● O QUE FAZER
Transcreva, sem qualquer alteração, o trecho do texto sobre o The Organizational Zoo que abre com as palavras que contêm "A ferramenta frisa" e fecha com "comportamentos das pessoas?".

● EXCERTO DO TEXTO
▼
Um ponto importante: se as pessoas categorizarem alguém com apenas uma personagem do The Organizational Zoo, isto vai inevitavelmente conduzir a uma fraca capacidade de adaptação. Trata-se de ser capaz de escolher a personagem certa na situação certa, o que requer adaptabilidade.
Qualquer ferramenta pode ser mal usada ou deliberadamente usada para fins impróprios. É por isso que temos a rede de embaixadores do The Organizacional Zoo, uma rede internacional de mentores experimentados que ajudam outras pessoas a usar a ferramenta da melhor maneira.
A ferramenta frisa essa questão do contexto quando pede às pessoas que especifiquem o contexto do perfil de comportamento que pretendem traçar – trabalho, família, ou com amigos, por exemplo. O que é que mais influencia os comportamentos das pessoas?
As pessoas mais bem sucedidas são aquelas que, conscientemente, conseguem adaptar o seu comportamento sem comprometer os seus valores. Às vezes precisamos de ser agressivos e outras vezes ganhamos em ser passivos – depende do contexto e das pessoas envolvidas. O Zoo ajuda-nos a refinar essas decisões porque nos ajuda a entender os comportamentos individuais e a refletir sobre a nossa própria experiência.
“As pessoas mais bem sucedidas são aquelas que, conscientemente, conseguem adaptar o seu comportamento sem comprometer os seus valores.”
▲
● EXCERTO DOS DADOS
▼
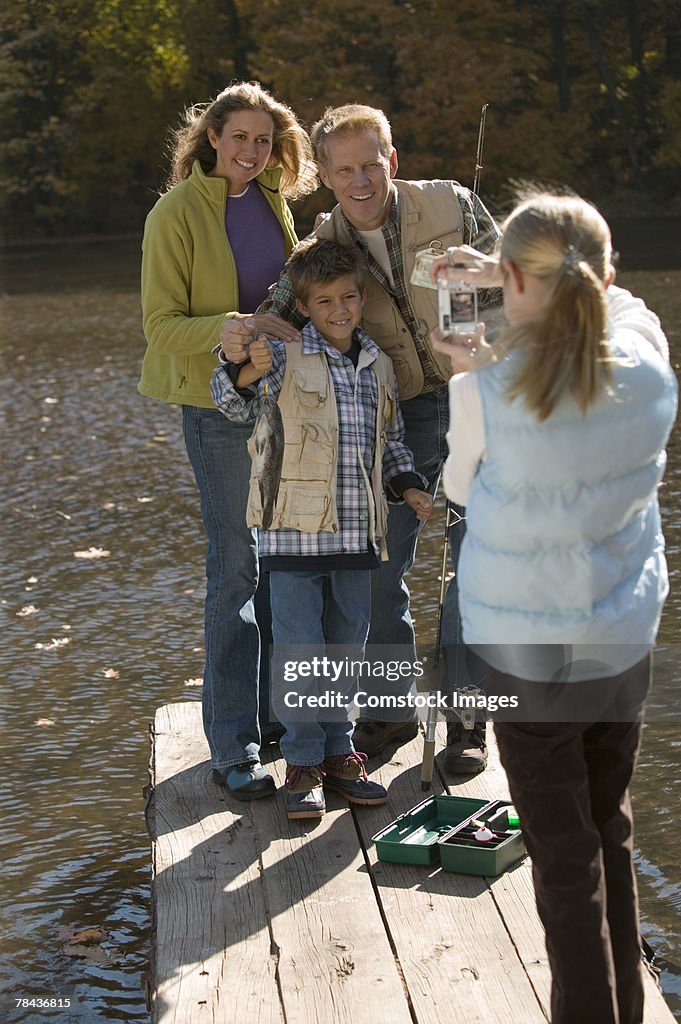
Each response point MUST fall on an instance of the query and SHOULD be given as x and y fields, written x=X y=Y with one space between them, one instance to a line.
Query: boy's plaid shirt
▲
● RESPOSTA PRETENDIDA
A ferramenta frisa essa questão do contexto quando pede às pessoas que especifiquem o contexto do perfil de comportamento que pretendem traçar – trabalho, família, ou com amigos, por exemplo. O que é que mais influencia os comportamentos das pessoas?